[Task goal]
Retype the items word for word, from the line with "Could you please put a dot on the lavender plant" through the last line of the items, with both ends included.

--- START ---

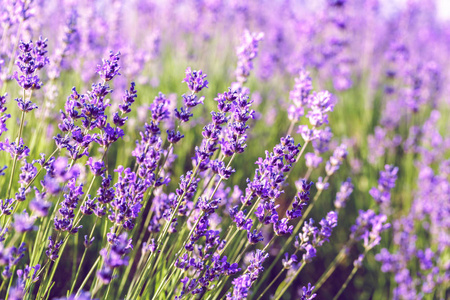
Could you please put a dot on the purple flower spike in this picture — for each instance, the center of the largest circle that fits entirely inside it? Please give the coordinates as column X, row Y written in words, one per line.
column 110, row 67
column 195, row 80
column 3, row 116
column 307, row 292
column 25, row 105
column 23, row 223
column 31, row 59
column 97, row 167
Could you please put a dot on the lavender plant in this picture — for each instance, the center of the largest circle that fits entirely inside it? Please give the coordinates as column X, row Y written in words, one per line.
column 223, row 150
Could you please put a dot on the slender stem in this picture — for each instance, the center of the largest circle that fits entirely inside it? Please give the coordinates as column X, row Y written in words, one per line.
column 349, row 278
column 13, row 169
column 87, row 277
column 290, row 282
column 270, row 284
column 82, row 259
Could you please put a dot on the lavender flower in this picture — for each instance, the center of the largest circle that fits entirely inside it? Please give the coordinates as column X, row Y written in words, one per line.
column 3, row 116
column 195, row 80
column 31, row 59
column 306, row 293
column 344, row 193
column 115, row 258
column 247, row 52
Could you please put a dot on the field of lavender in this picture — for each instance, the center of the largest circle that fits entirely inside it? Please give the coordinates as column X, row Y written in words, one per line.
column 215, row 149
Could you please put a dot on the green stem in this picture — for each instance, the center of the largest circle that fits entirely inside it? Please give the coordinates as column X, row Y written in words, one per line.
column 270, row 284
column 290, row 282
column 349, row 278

--- END ---

[Written response]
Could you please put a dot on the lavender plant in this picture — for each instance, the center of the largest circle that fits entirely inside it? Please give the coordinates as column X, row Y written in words, one per line.
column 223, row 150
Could you please put a dot on the slender stem in this picture — for each instance, the center of the largest circle that fits entirely inside it? Please give the coordinates as column X, row Y written in words, one per line.
column 349, row 278
column 13, row 169
column 87, row 277
column 290, row 282
column 270, row 284
column 82, row 259
Could you please put a dot on the lavender flower in this picture — for each instance, the center of the largest circle that fits entirely inside it? Please give the coordinates as column X, row Y written in words, one per line.
column 3, row 116
column 195, row 80
column 31, row 59
column 306, row 293
column 344, row 193
column 115, row 258
column 247, row 52
Could you please put a dot on the field of lavender in this picture — for each instance, the center of the largest circle that fits entirely inside it? Please give the coordinates as column X, row Y written in words, one per line.
column 215, row 149
Could you please put a dot on the green stem in this picture — for each instance, the center of the largest circle that fits entirely inside it? Please give the coordinates as column X, row Y written in words, one per line.
column 270, row 284
column 290, row 282
column 349, row 278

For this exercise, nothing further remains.